→ **STATED PROBLEM 1**: Print the portion of the bookshelf text on Rome starting at "The Fall of the Roman Empire: Just" and ending at "and Fall of the Roman Empire.".

* * *

TAC Bookshelf: Rome, From Bread and Circuses to Exhaustion

The Fall of the Roman Empire: Just a little light reading from our contributors this week.
tac bookshelf

Gilbert Sewall, contributor: I am teaching a course this autumn titled “The Fall of the Roman Empire.” On this account, I am rereading bits of Juvenal’s Satires and Marcus Aurelius’s Meditations, and pages from Edward Gibbon’s masterwork, The Decline and Fall of the Roman Empire.

The 18th-century English historian Gibbon—no friend of religion and partial to antique culture—famously declared at the end of volume three, “I have described the triumph of barbarism and religion.” And there is no question that Christianity, and much later the crush of Germanic tribes, dispossessed the western empire. But there’s more to the story, which continues with the advance of Islam and ends only with the Battle of Tours and Charlemagne. When does Roman decline begin? In Juvenal, writing during the 2nd century, we encounter a sardonic, thrill-hungry, plutocratic metropolis with a mood strikingly similar to vanguard cities today. Imperial Romans lived for bread and circuses, Juvenal complained, decrying erosion of republican simplicity and civic duty. And of power, he asked: who will guard the guardians?

In Marcus Aurelius, three generations later, there’s a sense of limits, resignation, and exhaustion. “Look back over the past, with its changing empires that rose and fell, and you can foresee the future too,” he muses. His philosophic goal is to make peace with circumstances and human nature outside his control. Relativism, skepticism, and doubt have entered the picture. “Everything we hear is an opinion, not a fact. Everything we see is a perspective, not the truth.” Lives resemble the “miserable servitude of ants, scampering of frightened mice.” Marcus does not see man as the measure of all things but beholds a vast, inexplicable universe. “Asia and Europe: distant recesses of the universe. The ocean: a drop of water. Mount Athos: a molehill. The present: a split second in eternity. Minuscule, transitory, insignificant.” Still, for Marcus, life is very much worth living: “When you arise in the morning think of what a privilege it is to be alive, to think, to enjoy, to love.” He concludes with good advice then and now: “The object of life is not to be on the side of the majority, but to escape finding oneself in the ranks of the insane.”

* * *

→ **STATED PROBLEM 2**: Select each line of the entries below that contains the string "hair".

→ **A run of records**:
* * *

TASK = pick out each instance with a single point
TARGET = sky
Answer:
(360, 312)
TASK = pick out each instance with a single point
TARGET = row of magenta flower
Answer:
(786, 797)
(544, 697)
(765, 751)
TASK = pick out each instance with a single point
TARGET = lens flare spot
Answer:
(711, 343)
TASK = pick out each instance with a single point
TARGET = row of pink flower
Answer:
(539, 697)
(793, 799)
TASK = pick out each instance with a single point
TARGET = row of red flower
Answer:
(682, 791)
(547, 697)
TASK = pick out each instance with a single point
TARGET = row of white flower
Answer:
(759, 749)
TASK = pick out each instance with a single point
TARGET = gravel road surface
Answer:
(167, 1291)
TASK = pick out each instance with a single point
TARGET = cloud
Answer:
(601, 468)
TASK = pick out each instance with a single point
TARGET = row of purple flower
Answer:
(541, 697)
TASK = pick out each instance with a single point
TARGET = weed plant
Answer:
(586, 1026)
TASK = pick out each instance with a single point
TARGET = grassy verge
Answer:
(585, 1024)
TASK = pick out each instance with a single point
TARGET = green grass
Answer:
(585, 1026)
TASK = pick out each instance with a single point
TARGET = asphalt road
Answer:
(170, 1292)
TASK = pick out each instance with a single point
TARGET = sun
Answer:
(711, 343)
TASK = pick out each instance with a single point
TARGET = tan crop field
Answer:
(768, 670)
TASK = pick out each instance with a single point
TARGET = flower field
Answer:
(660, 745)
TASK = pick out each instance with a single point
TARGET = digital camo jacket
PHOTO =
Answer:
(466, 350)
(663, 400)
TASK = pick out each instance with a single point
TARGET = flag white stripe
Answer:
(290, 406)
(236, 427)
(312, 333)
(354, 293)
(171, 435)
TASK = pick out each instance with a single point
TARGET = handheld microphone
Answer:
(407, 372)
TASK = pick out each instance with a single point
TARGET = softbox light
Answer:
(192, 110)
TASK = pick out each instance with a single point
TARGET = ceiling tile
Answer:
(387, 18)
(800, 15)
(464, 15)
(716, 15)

* * *

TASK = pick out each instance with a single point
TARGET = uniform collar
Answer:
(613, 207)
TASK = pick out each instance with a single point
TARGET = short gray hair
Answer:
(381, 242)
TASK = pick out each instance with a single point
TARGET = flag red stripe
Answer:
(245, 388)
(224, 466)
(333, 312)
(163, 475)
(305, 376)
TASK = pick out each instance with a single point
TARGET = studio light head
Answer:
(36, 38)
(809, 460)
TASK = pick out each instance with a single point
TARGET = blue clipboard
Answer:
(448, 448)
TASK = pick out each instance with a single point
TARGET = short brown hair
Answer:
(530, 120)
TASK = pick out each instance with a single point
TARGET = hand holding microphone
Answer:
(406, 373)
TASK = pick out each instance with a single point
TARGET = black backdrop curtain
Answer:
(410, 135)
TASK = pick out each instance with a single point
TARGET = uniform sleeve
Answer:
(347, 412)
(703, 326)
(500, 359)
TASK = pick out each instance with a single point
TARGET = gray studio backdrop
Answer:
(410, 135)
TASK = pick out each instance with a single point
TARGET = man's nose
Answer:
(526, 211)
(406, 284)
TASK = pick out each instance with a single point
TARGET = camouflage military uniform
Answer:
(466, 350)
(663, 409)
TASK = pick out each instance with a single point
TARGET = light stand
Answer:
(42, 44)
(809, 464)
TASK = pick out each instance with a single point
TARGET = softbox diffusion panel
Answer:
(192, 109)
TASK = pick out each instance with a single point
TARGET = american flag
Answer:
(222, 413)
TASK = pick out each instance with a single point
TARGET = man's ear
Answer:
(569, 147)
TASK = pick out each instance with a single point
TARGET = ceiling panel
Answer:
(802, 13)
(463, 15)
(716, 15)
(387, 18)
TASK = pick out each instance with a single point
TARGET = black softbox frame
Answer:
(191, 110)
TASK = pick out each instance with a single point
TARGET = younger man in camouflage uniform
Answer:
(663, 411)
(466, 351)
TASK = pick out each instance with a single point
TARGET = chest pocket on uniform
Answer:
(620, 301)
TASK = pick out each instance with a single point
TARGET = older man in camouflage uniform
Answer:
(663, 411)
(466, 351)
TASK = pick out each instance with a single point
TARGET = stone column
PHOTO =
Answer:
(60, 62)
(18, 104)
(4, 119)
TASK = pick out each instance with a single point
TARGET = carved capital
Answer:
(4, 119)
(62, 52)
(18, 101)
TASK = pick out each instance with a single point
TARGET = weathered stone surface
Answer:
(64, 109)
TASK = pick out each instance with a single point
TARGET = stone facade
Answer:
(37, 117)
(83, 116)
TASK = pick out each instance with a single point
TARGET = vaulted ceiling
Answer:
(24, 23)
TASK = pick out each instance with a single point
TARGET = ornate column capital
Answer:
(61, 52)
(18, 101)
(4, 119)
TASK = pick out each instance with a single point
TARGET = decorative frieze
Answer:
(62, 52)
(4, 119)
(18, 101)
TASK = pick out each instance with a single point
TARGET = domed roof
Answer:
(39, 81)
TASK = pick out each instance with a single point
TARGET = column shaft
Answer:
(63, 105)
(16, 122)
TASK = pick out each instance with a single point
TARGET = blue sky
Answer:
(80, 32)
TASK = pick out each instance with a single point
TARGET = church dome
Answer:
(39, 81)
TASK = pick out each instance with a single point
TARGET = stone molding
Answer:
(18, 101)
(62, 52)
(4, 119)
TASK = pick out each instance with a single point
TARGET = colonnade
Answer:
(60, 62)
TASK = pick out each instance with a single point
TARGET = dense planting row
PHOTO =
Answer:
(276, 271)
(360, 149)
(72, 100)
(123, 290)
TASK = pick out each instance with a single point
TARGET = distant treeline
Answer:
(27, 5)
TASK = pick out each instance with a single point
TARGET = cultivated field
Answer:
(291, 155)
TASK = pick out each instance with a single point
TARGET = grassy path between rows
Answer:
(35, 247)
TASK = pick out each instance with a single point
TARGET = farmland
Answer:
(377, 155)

* * *

→ **CORRECT OUTPUT 1**:
The Fall of the Roman Empire: Just a little light reading from our contributors this week.
tac bookshelf

Gilbert Sewall, contributor: I am teaching a course this autumn titled “The Fall of the Roman Empire.” On this account, I am rereading bits of Juvenal’s Satires and Marcus Aurelius’s Meditations, and pages from Edward Gibbon’s masterwork, The Decline and Fall of the Roman Empire.

→ **CORRECT OUTPUT 2**:
TARGET = short gray hair
TARGET = short brown hair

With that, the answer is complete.